## 提示文
---
前田利家と豊臣秀吉の間には、若い頃から付き合いがありました。関係を変え敵味方になりながらも、やがて五大老として秀吉の嫡子・秀頼の後見になるまでのふたりの関係性を紹介します。

信長の下にいた頃から親しい付き合い

利家と豊臣秀吉は、若いときから一緒に織田信長に仕えていました。利家は幼名が犬千代だったので「お犬」、秀吉は「猿」と呼ばれて信長にかわいがられていたそうです。

利家は22歳ごろに、10歳下の「まつ」と結婚しています。まつは利家と仲の良い夫婦で、持ち前の利発さによって前田家を支えました。

この頃の利家は清洲(きよす)城下に住み、近所に住む秀吉とは年齢が近いこともあって家族ぐるみで付き合うほど仲が良かったといわれます。子どものいない秀吉夫婦は、後に利家の四女・豪姫を養子にしています。
---
## データ一覧
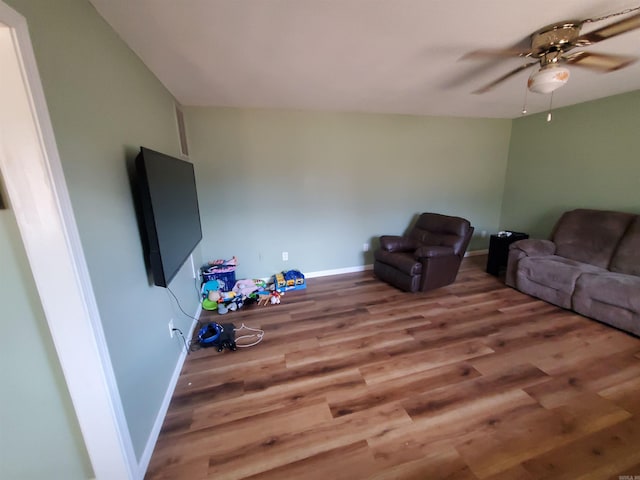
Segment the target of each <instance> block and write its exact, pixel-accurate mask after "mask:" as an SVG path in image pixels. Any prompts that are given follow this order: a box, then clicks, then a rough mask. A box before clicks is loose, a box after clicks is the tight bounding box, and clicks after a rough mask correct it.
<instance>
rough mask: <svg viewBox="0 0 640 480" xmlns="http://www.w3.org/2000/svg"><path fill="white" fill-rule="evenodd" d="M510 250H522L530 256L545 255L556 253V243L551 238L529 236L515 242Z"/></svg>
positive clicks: (509, 245) (538, 255)
mask: <svg viewBox="0 0 640 480" xmlns="http://www.w3.org/2000/svg"><path fill="white" fill-rule="evenodd" d="M509 250H520V251H521V252H522V253H524V254H525V255H526V256H528V257H544V256H547V255H553V254H555V253H556V244H555V243H553V242H552V241H551V240H541V239H537V238H527V239H524V240H518V241H517V242H513V243H512V244H511V245H509Z"/></svg>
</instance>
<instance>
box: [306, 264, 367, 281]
mask: <svg viewBox="0 0 640 480" xmlns="http://www.w3.org/2000/svg"><path fill="white" fill-rule="evenodd" d="M372 269H373V265H358V266H356V267H345V268H334V269H332V270H319V271H317V272H309V273H305V274H304V276H305V278H316V277H328V276H330V275H342V274H344V273H355V272H364V271H365V270H372Z"/></svg>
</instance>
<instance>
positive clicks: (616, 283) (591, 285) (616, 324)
mask: <svg viewBox="0 0 640 480" xmlns="http://www.w3.org/2000/svg"><path fill="white" fill-rule="evenodd" d="M639 293H640V277H636V276H632V275H626V274H622V273H613V272H605V273H599V274H593V273H585V274H583V275H581V276H580V278H578V281H577V282H576V290H575V293H574V295H573V300H572V302H573V309H574V310H575V311H576V312H578V313H581V314H582V315H585V316H587V317H591V318H595V319H596V320H600V321H601V322H605V323H607V324H609V325H612V326H614V327H617V328H620V329H622V330H625V331H627V332H631V333H634V334H636V335H640V295H639Z"/></svg>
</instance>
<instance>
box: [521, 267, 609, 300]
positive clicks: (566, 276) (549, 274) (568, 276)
mask: <svg viewBox="0 0 640 480" xmlns="http://www.w3.org/2000/svg"><path fill="white" fill-rule="evenodd" d="M585 272H594V273H596V272H606V270H604V269H601V268H598V267H594V266H593V265H589V264H587V263H582V262H576V261H575V260H571V259H568V258H564V257H560V256H557V255H549V256H548V257H524V258H522V259H521V260H520V262H519V263H518V272H517V277H516V287H517V288H518V290H520V291H522V292H524V293H527V294H529V295H533V296H535V297H538V298H541V299H542V300H545V301H547V302H549V303H553V304H554V305H558V306H560V307H563V308H571V296H572V295H573V290H574V288H575V284H576V280H577V279H578V277H580V275H582V274H583V273H585Z"/></svg>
---
## 取り組む課題
提示文を最初から最後まで、一字も変えずに書き写してください。

## 解答欄
前田利家と豊臣秀吉の間には、若い頃から付き合いがありました。関係を変え敵味方になりながらも、やがて五大老として秀吉の嫡子・秀頼の後見になるまでのふたりの関係性を紹介します。

信長の下にいた頃から親しい付き合い

利家と豊臣秀吉は、若いときから一緒に織田信長に仕えていました。利家は幼名が犬千代だったので「お犬」、秀吉は「猿」と呼ばれて信長にかわいがられていたそうです。

利家は22歳ごろに、10歳下の「まつ」と結婚しています。まつは利家と仲の良い夫婦で、持ち前の利発さによって前田家を支えました。

この頃の利家は清洲(きよす)城下に住み、近所に住む秀吉とは年齢が近いこともあって家族ぐるみで付き合うほど仲が良かったといわれます。子どものいない秀吉夫婦は、後に利家の四女・豪姫を養子にしています。